§ Records:
↓↓↓

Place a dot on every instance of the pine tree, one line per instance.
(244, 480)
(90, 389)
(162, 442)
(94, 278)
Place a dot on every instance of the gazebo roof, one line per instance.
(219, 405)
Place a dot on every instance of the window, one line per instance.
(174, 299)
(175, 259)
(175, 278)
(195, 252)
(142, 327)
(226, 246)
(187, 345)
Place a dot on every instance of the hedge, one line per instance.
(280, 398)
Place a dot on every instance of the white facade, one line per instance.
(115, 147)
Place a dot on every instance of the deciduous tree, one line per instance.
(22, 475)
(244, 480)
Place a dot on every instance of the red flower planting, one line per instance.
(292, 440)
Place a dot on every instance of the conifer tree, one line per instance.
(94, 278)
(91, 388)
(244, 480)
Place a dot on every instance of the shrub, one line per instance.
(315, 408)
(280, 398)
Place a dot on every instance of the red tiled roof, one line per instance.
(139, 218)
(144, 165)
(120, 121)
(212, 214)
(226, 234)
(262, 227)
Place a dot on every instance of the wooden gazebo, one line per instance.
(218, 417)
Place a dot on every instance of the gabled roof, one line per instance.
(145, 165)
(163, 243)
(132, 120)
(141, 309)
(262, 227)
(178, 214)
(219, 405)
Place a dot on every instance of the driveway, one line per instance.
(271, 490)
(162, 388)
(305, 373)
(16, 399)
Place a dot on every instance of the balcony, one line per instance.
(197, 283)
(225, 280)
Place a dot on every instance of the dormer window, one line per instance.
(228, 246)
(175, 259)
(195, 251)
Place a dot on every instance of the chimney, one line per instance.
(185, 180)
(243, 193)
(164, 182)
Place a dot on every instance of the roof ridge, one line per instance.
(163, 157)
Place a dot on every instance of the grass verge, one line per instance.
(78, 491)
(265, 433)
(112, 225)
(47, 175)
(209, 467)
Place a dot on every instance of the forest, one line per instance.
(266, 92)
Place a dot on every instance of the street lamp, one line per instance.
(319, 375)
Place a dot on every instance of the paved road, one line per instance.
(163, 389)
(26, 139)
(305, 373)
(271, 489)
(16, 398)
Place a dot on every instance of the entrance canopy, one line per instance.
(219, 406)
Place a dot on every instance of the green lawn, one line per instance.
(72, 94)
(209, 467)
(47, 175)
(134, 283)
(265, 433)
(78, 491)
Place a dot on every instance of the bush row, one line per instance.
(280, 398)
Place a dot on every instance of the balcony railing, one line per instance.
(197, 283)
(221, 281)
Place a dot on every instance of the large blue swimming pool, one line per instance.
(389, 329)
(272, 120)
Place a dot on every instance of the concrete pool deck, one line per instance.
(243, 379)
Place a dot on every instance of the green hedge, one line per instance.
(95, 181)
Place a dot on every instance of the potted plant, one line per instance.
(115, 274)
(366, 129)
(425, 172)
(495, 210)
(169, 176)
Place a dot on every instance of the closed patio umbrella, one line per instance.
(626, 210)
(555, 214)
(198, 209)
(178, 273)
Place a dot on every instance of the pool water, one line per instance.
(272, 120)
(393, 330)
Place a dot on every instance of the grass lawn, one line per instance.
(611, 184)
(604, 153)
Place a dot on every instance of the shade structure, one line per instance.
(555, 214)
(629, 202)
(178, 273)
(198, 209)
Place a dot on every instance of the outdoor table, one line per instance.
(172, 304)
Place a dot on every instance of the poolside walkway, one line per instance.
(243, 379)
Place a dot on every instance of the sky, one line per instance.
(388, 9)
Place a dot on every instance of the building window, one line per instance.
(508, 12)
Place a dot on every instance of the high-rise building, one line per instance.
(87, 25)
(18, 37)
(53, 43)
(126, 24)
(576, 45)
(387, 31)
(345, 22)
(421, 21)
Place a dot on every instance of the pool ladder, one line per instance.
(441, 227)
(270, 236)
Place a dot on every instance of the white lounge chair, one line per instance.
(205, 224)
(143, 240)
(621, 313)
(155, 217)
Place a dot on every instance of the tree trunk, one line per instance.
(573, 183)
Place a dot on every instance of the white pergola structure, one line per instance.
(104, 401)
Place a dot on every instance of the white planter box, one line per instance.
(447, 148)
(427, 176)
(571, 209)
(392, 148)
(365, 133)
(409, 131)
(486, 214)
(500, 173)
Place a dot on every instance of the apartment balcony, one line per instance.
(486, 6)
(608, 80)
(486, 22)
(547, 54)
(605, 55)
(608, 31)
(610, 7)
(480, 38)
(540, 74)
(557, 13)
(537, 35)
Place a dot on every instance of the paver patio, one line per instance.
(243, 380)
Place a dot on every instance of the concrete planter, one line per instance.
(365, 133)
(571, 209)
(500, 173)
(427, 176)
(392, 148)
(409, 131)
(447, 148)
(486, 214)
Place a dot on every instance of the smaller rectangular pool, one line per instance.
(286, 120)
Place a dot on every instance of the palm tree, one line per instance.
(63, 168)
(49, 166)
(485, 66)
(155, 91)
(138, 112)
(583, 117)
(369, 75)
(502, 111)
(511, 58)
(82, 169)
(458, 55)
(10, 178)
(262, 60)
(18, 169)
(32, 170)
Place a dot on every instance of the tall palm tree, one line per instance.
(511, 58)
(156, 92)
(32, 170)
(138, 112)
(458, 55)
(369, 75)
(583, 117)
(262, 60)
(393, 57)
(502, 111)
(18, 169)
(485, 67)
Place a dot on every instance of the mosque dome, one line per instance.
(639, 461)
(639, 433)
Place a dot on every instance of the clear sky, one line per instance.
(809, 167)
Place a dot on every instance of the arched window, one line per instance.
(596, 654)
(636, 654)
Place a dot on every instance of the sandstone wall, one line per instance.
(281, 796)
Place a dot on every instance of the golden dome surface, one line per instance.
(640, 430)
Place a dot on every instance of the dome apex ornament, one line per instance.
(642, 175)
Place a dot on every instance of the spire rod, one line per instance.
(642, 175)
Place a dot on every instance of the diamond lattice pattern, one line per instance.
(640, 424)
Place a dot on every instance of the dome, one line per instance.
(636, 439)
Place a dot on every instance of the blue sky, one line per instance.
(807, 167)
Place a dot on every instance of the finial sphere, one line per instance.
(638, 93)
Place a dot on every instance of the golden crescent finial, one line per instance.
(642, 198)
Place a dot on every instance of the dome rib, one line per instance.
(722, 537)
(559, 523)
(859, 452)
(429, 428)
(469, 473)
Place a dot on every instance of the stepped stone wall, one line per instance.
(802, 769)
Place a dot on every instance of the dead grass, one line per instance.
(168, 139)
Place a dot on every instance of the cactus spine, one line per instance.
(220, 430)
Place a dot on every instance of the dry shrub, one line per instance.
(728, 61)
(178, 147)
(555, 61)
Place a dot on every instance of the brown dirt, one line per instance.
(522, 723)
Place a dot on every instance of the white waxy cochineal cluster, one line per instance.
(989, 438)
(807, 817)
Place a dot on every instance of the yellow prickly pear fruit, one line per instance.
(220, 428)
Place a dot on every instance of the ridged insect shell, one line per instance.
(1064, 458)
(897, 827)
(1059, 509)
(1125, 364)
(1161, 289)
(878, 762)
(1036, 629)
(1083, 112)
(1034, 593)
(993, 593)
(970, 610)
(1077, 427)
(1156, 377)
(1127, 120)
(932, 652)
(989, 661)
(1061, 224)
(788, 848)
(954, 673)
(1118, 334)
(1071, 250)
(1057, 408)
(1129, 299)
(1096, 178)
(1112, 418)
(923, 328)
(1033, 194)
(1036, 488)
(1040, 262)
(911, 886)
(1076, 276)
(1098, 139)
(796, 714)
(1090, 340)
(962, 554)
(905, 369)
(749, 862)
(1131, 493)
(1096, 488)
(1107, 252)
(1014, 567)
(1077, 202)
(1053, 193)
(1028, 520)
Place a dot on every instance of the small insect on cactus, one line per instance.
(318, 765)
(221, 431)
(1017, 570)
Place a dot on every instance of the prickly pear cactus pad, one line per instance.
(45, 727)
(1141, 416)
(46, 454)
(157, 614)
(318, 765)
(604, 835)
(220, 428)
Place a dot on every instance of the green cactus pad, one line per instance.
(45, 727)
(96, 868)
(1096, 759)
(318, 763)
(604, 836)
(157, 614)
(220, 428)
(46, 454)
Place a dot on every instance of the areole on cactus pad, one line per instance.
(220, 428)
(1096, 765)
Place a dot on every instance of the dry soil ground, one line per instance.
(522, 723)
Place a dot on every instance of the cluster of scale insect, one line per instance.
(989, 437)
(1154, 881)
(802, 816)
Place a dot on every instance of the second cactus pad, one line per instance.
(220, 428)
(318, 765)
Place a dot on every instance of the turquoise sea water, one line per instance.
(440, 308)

↑↑↑

§ Requirements:
Output the lines from the line containing "Place a dot on every instance of the ridged" to the end, both included; add nothing.

§ Full response:
Place a dot on every instance of the ridged insect shell, one line per instance.
(1064, 458)
(897, 827)
(1059, 509)
(1125, 364)
(1161, 289)
(878, 762)
(1036, 629)
(1083, 112)
(1034, 593)
(993, 593)
(970, 610)
(1077, 427)
(1156, 377)
(1127, 120)
(932, 652)
(989, 661)
(1061, 224)
(788, 848)
(954, 673)
(1118, 334)
(1071, 250)
(1057, 408)
(1129, 299)
(1096, 178)
(1112, 418)
(923, 328)
(1033, 194)
(1036, 488)
(1040, 262)
(911, 886)
(1076, 276)
(1098, 139)
(796, 714)
(1090, 340)
(962, 554)
(905, 369)
(749, 862)
(1131, 493)
(1096, 488)
(1107, 252)
(1014, 567)
(1077, 202)
(1053, 193)
(1028, 520)
Place a dot on every instance of the small insect on cactus, one line per instance.
(318, 765)
(221, 431)
(1017, 570)
Place a dot on every instance of the prickly pear cactus pad, one line per instance.
(45, 727)
(1141, 416)
(46, 454)
(157, 614)
(318, 765)
(604, 835)
(220, 428)
Place a dot on every instance of the green cactus pad, one line per instance.
(45, 727)
(96, 868)
(1096, 759)
(318, 763)
(604, 836)
(157, 614)
(220, 428)
(46, 454)
Place a dot on every instance of the areole on cactus pad, one line per instance.
(220, 428)
(1096, 765)
Place a dot on every instance of the dry soil ground, one line per instance.
(522, 723)
Place a dot on every instance of the cluster of scale insect, one line per instance.
(989, 437)
(1154, 881)
(802, 816)
Place a dot on every instance of the second cactus pad, one line per instance.
(220, 428)
(318, 765)
Place a dot on every instance of the turquoise sea water, one line per instance.
(440, 308)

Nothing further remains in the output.